Task prompt:
Copy every record exactly, and keep the pictures out.

Start of Data for analysis

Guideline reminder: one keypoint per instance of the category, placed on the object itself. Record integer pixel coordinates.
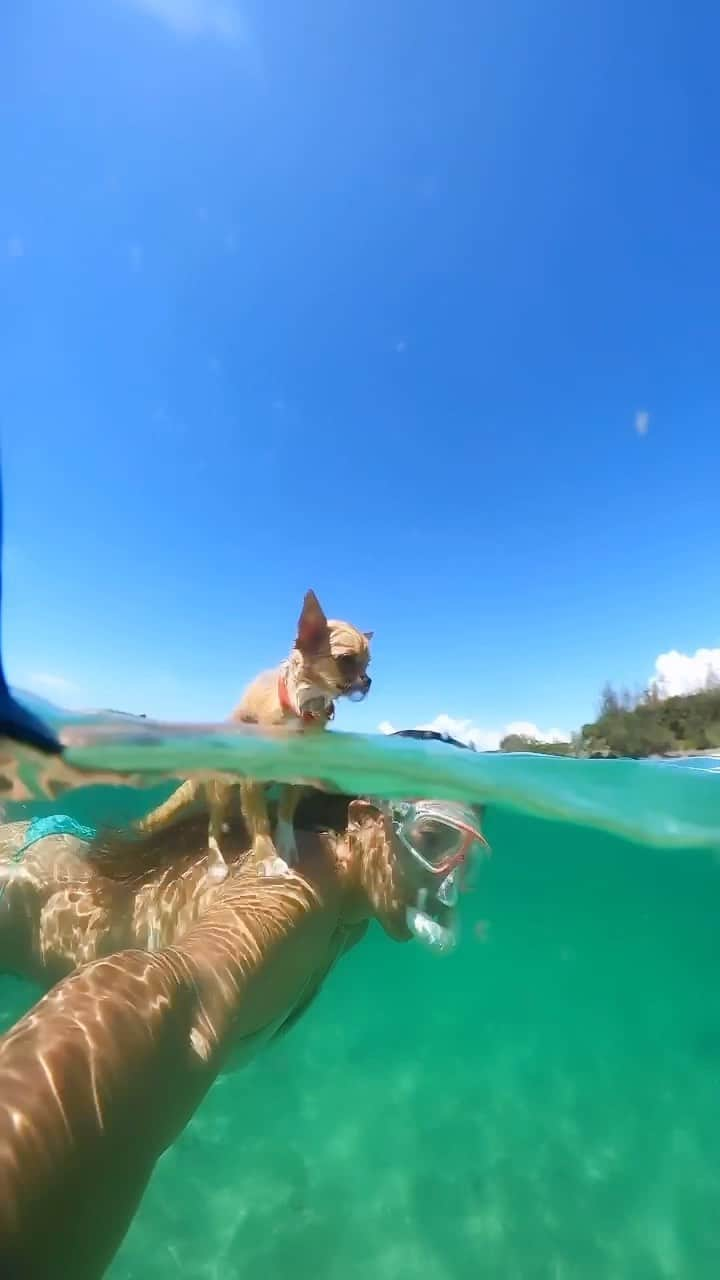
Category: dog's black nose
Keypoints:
(359, 689)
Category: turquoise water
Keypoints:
(542, 1104)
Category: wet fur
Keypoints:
(313, 675)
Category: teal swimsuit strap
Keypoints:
(54, 824)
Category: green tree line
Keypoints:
(639, 725)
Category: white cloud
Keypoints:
(484, 739)
(683, 672)
(218, 18)
(642, 421)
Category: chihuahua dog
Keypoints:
(328, 661)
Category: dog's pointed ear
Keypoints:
(311, 626)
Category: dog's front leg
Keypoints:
(285, 828)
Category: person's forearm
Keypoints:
(105, 1072)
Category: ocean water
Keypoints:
(542, 1105)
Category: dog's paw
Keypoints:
(285, 841)
(217, 865)
(273, 867)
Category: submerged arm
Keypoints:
(108, 1068)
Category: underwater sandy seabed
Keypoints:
(542, 1105)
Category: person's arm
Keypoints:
(105, 1072)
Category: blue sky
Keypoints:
(413, 304)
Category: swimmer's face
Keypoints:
(413, 883)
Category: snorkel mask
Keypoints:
(440, 839)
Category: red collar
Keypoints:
(306, 717)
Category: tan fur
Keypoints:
(315, 673)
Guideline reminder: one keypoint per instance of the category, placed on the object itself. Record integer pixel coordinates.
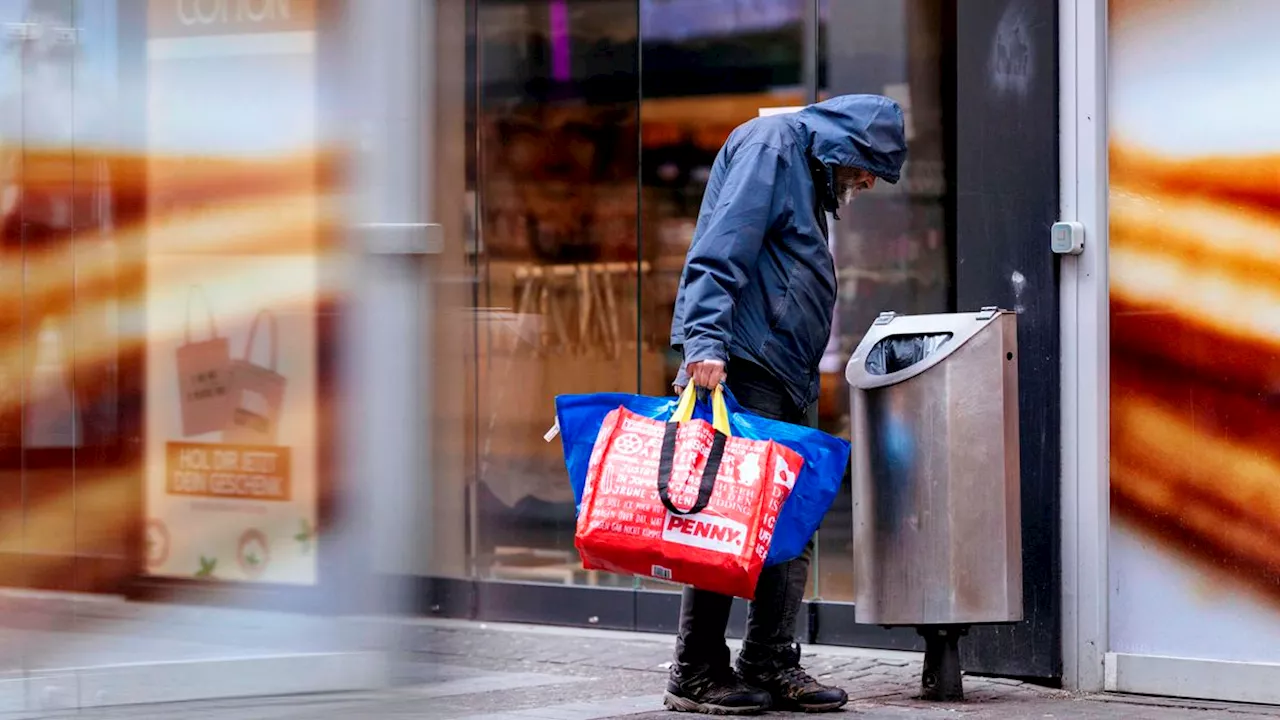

End of Data for analysis

Your response:
Guideline reminder: one keypoint per instance of the category, placed on the object itself. Record integer pixel coordinates.
Category: dog's black nose
Keypoints:
(359, 689)
Category: turquoise water
Keypoints:
(542, 1104)
Category: wet fur
Keypoints:
(313, 675)
Category: teal swimsuit strap
Keypoints:
(54, 824)
Category: green tree line
Keypoints:
(639, 725)
Category: white cloud
Keypoints:
(484, 739)
(683, 672)
(218, 18)
(642, 421)
Category: chihuahua dog
Keypoints:
(328, 661)
Category: dog's pointed ear
Keypoints:
(311, 626)
Category: dog's front leg
Keypoints:
(285, 828)
Category: person's forearm
Keypoints:
(105, 1072)
Category: ocean water
Keypoints:
(542, 1105)
Category: dog's paw
Keypoints:
(285, 841)
(217, 865)
(273, 867)
Category: submerged arm
Keypoints:
(108, 1068)
Category: underwater sandy seabed
Keypoints:
(542, 1105)
Category: person's arm
Keypoints:
(105, 1072)
Category: blue sky
Keypoints:
(413, 304)
Category: swimmer's face
Keypoints:
(413, 883)
Category: snorkel mask
Keypoints:
(440, 839)
Category: red collar
Keypoints:
(306, 717)
Category: tan fur
Keypoints:
(315, 673)
Guideline reminder: one keypoint per instance of the category, placed on the object itself. Record integer pixel coordinates.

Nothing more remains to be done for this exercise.